**HOW TO COMPLETE THIS TASK**: Word for word, the records below are to be set down again.

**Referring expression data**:
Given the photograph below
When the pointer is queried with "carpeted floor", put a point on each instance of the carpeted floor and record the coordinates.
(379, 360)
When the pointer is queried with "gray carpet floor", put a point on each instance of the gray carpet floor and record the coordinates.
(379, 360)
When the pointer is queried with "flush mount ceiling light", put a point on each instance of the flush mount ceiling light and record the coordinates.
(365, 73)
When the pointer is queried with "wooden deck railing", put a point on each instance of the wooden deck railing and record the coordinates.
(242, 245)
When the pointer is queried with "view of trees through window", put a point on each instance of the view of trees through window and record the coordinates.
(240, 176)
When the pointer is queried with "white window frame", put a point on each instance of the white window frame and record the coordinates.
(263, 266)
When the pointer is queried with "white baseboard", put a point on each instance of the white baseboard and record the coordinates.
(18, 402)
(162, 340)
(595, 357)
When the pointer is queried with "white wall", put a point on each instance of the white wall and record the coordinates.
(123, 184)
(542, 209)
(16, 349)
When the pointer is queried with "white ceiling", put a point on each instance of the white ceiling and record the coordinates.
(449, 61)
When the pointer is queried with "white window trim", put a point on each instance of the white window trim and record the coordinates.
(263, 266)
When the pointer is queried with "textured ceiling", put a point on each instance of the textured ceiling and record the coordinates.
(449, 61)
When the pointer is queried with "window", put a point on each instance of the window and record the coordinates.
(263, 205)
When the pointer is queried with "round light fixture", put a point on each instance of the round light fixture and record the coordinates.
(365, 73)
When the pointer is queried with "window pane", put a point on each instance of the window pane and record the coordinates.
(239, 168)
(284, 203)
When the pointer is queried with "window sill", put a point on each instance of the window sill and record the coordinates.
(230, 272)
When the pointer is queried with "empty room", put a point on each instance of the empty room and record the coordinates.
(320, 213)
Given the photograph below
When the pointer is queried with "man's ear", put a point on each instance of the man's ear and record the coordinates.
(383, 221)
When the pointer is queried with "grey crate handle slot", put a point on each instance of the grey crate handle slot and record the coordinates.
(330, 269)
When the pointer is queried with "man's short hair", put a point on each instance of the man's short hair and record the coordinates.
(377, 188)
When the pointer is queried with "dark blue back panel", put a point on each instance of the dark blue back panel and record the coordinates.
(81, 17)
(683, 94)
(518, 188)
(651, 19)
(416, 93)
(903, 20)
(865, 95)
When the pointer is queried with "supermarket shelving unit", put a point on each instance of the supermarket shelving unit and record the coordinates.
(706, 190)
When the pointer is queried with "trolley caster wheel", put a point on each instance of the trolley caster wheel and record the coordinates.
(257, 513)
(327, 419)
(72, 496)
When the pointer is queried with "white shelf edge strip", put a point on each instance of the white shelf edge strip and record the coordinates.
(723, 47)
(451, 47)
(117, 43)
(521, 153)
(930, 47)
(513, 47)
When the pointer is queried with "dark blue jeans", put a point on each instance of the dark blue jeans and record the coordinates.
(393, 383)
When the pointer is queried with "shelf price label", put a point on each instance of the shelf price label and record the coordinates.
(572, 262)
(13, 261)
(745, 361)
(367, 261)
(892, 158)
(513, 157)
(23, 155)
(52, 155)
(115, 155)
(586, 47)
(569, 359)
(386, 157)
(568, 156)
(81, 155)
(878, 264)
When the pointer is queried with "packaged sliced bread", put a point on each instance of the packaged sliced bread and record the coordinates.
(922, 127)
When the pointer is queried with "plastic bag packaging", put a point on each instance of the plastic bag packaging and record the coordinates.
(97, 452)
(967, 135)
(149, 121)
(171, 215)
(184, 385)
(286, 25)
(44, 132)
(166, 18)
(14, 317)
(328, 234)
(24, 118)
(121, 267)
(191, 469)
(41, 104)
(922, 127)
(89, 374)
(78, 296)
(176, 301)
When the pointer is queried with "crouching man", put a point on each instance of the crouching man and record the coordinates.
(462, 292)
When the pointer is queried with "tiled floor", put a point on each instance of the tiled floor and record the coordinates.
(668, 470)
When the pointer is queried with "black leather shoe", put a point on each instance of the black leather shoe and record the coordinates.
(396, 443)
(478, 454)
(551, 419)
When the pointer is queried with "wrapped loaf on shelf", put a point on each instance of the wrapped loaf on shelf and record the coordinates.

**RESULT OF THIS EXERCISE**:
Given the photograph below
When the pointer is queried with "carpeted floor", put a point on each instance of the carpeted floor and record the coordinates.
(379, 360)
When the pointer is queried with "gray carpet floor", put a point on each instance of the gray carpet floor and record the coordinates.
(379, 360)
When the pointer is queried with "flush mount ceiling light", put a point on each instance of the flush mount ceiling light and record the coordinates.
(365, 73)
When the pointer is queried with "wooden deck railing", put a point on each instance of the wooden deck railing and record the coordinates.
(242, 245)
When the pointer is queried with "view of trees through window", put a point on each instance of the view of trees through window and record the coordinates.
(240, 176)
When the pointer is queried with "white window frame", put a point on each instance of the white window frame and record the coordinates.
(263, 266)
When the pointer is queried with "white baseboard", put a point on each instance of the white baseboard and record the coordinates.
(18, 402)
(162, 340)
(595, 357)
When the pointer is queried with "white wall", put a point on each instance of the white wall and record the coordinates.
(123, 184)
(542, 209)
(16, 349)
When the pointer is queried with "white ceiling", put a point on each instance of the white ceiling and record the coordinates.
(449, 61)
When the pointer is queried with "white window trim", put a point on each instance of the white window trim and record the coordinates.
(263, 266)
When the pointer is queried with "textured ceiling", put a point on each instance of the textured ceiling and record the coordinates.
(449, 61)
When the pointer is queried with "window", put a point on each instance of the window and record the coordinates.
(263, 205)
When the pointer is queried with "round light fixture", put a point on each instance of the round light fixture and record the coordinates.
(365, 73)
When the pointer is queried with "window pane", put a point on each instance of the window pane and record the coordinates.
(239, 168)
(284, 203)
When the pointer is queried with "window sill", put a point on each instance of the window sill and record the coordinates.
(230, 272)
When the pointer is queried with "empty room", put a point on each instance of the empty room and record the coordinates.
(320, 213)
Given the photograph below
When the pointer is queried with "man's ear", put a point on each instance of the man's ear and record the coordinates.
(383, 221)
When the pointer is queried with "grey crate handle slot", put a point on each instance of the grey crate handle slot and record the coordinates.
(330, 269)
When the pointer is queried with "man's short hair", put a point on each instance of the man's short hair and record the coordinates.
(377, 188)
When the pointer is queried with "dark blue back panel", put a point on each instance of the dark blue back panel and record the coordinates.
(81, 17)
(683, 94)
(518, 188)
(651, 19)
(416, 93)
(903, 20)
(865, 95)
When the pointer is queried with "supermarket shelving unit", put a point on each instance of the supermarket shelving unit and record the coordinates.
(706, 190)
When the pointer is queried with "trolley caster wheel", put a point on each instance of the trolley caster wheel and record the coordinates.
(257, 513)
(327, 419)
(72, 496)
When the pointer is queried with "white shelf edge strip", put a point on each instance of the white shelf edge strip and record the coordinates.
(723, 47)
(451, 47)
(117, 43)
(521, 153)
(930, 47)
(513, 47)
When the pointer is queried with "dark blue jeans", put a point on each instance of the dark blue jeans and record the coordinates.
(393, 383)
When the pointer is queried with "shelf price label", put a point on each instance of the shelf price label and record the coordinates.
(572, 262)
(13, 261)
(745, 361)
(367, 261)
(892, 158)
(513, 157)
(23, 155)
(52, 155)
(115, 155)
(586, 47)
(569, 359)
(386, 157)
(568, 156)
(81, 155)
(878, 264)
When the pointer is queried with "packaged sliced bread", put a point on each instance of the packaged sliced bread and record the coordinates.
(922, 127)
When the pointer is queried with "plastic bag packaging", put a point on each instance of the plastic bag packaging and record the coordinates.
(97, 452)
(967, 135)
(149, 121)
(171, 215)
(184, 385)
(286, 25)
(44, 132)
(166, 18)
(14, 317)
(328, 234)
(24, 118)
(121, 267)
(191, 469)
(41, 104)
(922, 127)
(89, 374)
(78, 296)
(176, 301)
When the pointer is queried with "crouching man", put a point on each instance of the crouching man and record the coordinates.
(462, 292)
When the pointer is queried with "tiled floor", put a point on each instance of the tiled floor and record the coordinates.
(668, 470)
When the pointer is queried with "black leather shoe", put a point on each instance of the black leather shoe and record the coordinates.
(396, 443)
(478, 454)
(551, 419)
When the pointer is queried with "wrapped loaf on shelf", put a point on each instance of the wrapped loaf on shelf and record the coordinates.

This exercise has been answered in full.